**WHAT YOU ARE ASKED TO DO**
Filter the data below for the string "yellow" and copy each matching line.

[Stored data entries]

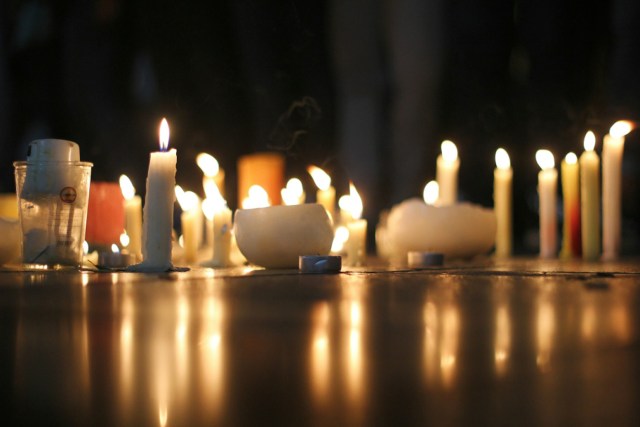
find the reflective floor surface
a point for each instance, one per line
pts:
(524, 342)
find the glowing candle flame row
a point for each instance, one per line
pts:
(589, 141)
(320, 177)
(164, 135)
(209, 165)
(545, 159)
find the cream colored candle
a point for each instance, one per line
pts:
(132, 215)
(590, 199)
(447, 166)
(190, 205)
(502, 200)
(547, 188)
(571, 231)
(612, 151)
(158, 207)
(326, 195)
(356, 245)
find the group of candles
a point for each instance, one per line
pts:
(580, 185)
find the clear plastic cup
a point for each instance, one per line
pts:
(52, 203)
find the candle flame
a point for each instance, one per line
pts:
(293, 193)
(208, 164)
(353, 204)
(589, 141)
(621, 128)
(449, 151)
(164, 135)
(320, 177)
(571, 158)
(188, 200)
(502, 159)
(124, 239)
(545, 159)
(431, 193)
(127, 188)
(257, 198)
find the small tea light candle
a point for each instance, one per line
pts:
(158, 207)
(326, 195)
(590, 199)
(612, 151)
(293, 193)
(132, 215)
(356, 245)
(502, 195)
(547, 188)
(447, 166)
(571, 229)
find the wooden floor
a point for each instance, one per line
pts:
(523, 342)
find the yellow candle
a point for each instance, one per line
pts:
(547, 188)
(590, 199)
(447, 166)
(132, 215)
(571, 232)
(612, 151)
(326, 195)
(502, 195)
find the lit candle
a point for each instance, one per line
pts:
(357, 242)
(132, 215)
(158, 207)
(502, 195)
(590, 199)
(293, 193)
(190, 205)
(612, 189)
(447, 167)
(326, 195)
(571, 230)
(212, 171)
(547, 187)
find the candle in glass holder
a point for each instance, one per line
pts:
(612, 151)
(447, 166)
(590, 199)
(571, 228)
(502, 195)
(547, 188)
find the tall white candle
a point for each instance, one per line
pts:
(132, 215)
(590, 199)
(612, 151)
(447, 166)
(547, 188)
(158, 206)
(502, 196)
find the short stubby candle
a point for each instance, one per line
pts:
(590, 199)
(547, 188)
(158, 207)
(502, 196)
(571, 229)
(612, 151)
(447, 166)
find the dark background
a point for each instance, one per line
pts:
(518, 74)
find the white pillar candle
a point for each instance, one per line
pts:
(132, 216)
(356, 245)
(447, 166)
(612, 151)
(547, 188)
(571, 229)
(326, 195)
(590, 199)
(502, 196)
(158, 207)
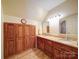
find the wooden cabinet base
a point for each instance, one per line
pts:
(56, 50)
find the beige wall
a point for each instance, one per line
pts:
(44, 27)
(71, 25)
(13, 19)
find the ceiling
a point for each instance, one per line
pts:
(31, 9)
(67, 8)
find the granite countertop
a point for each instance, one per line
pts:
(60, 40)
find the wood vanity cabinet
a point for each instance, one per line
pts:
(9, 42)
(62, 51)
(17, 38)
(48, 48)
(40, 43)
(57, 50)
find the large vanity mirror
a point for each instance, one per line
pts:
(66, 27)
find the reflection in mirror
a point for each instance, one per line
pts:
(65, 27)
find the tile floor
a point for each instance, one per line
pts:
(30, 54)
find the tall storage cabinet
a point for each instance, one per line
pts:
(9, 39)
(17, 38)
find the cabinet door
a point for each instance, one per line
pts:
(19, 38)
(26, 37)
(32, 41)
(9, 39)
(49, 48)
(32, 30)
(40, 43)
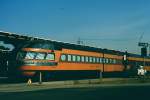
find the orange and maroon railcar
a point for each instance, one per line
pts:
(57, 59)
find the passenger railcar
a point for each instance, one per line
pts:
(54, 59)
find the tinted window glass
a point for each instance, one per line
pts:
(30, 55)
(69, 57)
(82, 58)
(74, 58)
(50, 57)
(40, 56)
(63, 57)
(78, 58)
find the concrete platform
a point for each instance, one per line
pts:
(106, 82)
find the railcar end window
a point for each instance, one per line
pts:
(30, 55)
(40, 56)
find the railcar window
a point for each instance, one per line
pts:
(94, 59)
(63, 57)
(97, 60)
(110, 60)
(90, 59)
(50, 56)
(107, 60)
(87, 59)
(78, 58)
(104, 60)
(40, 56)
(114, 61)
(30, 55)
(82, 58)
(69, 57)
(74, 58)
(101, 60)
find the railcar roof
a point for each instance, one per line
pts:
(59, 44)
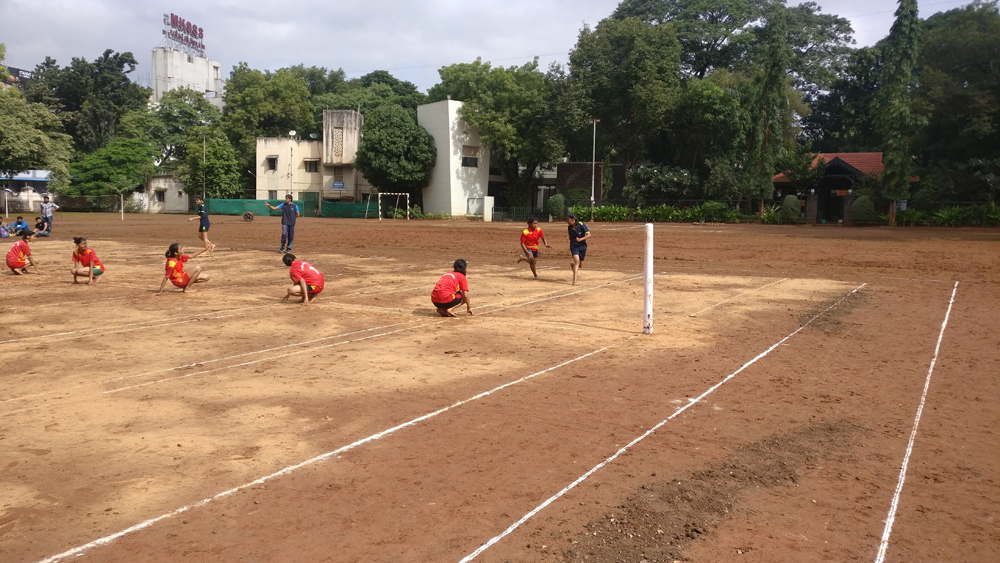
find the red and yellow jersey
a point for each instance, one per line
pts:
(17, 253)
(86, 257)
(530, 238)
(302, 270)
(448, 287)
(175, 268)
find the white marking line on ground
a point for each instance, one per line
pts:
(271, 350)
(695, 314)
(691, 402)
(884, 545)
(322, 457)
(94, 331)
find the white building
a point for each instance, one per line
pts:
(461, 172)
(173, 69)
(323, 166)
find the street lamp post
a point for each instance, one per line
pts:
(593, 168)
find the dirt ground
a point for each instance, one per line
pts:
(226, 425)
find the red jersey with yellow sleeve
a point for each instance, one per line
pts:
(302, 270)
(86, 257)
(449, 287)
(175, 270)
(530, 238)
(16, 256)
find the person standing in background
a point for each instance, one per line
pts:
(289, 212)
(47, 208)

**ANSWER BOX**
find the yellow candle
find the red and yellow jersey
find the red jersey with yellow sleeve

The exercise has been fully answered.